• [Exercise description]
Copy down all of the data underneath, exactly as shown.

>>>>>

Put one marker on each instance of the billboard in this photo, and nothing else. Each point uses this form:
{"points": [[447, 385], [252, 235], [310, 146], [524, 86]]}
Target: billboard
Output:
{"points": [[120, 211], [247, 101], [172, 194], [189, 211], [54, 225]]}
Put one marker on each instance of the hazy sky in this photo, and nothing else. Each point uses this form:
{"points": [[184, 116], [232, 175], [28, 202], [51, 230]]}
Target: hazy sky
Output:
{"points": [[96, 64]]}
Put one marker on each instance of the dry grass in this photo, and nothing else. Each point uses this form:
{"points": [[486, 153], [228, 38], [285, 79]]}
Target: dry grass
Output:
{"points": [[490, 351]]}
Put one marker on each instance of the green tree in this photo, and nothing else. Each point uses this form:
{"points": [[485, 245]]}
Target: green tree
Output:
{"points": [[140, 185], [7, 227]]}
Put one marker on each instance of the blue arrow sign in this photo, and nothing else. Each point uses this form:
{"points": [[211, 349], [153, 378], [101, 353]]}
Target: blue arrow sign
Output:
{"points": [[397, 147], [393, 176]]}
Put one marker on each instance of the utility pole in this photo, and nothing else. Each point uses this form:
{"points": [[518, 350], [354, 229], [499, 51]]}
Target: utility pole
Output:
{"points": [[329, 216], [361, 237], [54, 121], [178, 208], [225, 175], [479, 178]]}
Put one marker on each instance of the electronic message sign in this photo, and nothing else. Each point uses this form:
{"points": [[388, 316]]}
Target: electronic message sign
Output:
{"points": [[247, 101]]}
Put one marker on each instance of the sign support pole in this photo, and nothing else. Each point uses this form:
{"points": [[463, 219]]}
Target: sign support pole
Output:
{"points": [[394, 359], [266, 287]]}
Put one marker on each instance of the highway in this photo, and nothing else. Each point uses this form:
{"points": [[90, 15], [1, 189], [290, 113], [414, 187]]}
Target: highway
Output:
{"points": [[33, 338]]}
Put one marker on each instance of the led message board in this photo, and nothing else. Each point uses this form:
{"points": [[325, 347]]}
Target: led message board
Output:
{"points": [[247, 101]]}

<<<<<

• [Written reply]
Put one marker on each instance of the billboard in this photo, and nothing else. Each point uses this form:
{"points": [[447, 385], [252, 235], [310, 146], [524, 86]]}
Target: billboard
Output:
{"points": [[120, 211], [247, 101], [172, 194], [189, 211], [54, 225]]}
Put one marker on each instance of the hazy sky in this photo, and nothing else. Each point uses this form:
{"points": [[184, 116], [232, 175], [28, 202], [51, 230]]}
Target: hazy sky
Output:
{"points": [[96, 64]]}
Put one marker on each instance of the dry grass in this photo, and nothing else. Each point uses this form:
{"points": [[486, 153], [228, 38], [285, 79]]}
Target: dry grass
Output:
{"points": [[490, 351]]}
Put one marker on each instance of the green tree in this photo, and nothing else. Each point uses this form:
{"points": [[485, 245]]}
Target: green tree
Output:
{"points": [[140, 185], [7, 227]]}
Put one marker on each instance of the blue arrow sign in this photo, and nothing else. Each point uses this form:
{"points": [[211, 349], [153, 378], [101, 353]]}
Target: blue arrow sign
Output:
{"points": [[397, 147], [393, 176]]}
Put one marker on each instance of the utility pole in this photo, and nothing else. Each point uses this form:
{"points": [[518, 350], [354, 229], [499, 51]]}
Target: utility pole
Output:
{"points": [[329, 216], [361, 237], [54, 121], [178, 208], [225, 175], [479, 178]]}
Put one marker on each instance of the electronic message sign in this photo, and nothing else. Each point uses this form:
{"points": [[388, 316]]}
Target: electronic message sign
Output:
{"points": [[247, 101]]}
Put one marker on each instance of the sign support pole in this photo, and nothing else. Each point uses this form:
{"points": [[463, 219]]}
Target: sign support pole
Output:
{"points": [[394, 359], [266, 287]]}
Put one marker on each instance of the highway in this photo, and nothing else. Each point uses this form:
{"points": [[90, 15], [1, 189], [290, 113], [414, 187]]}
Target: highway
Output:
{"points": [[33, 338]]}
Put one marker on each instance of the led message board in this photo, and nothing else. Each point uses this form:
{"points": [[325, 347]]}
Target: led message board
Output:
{"points": [[247, 101]]}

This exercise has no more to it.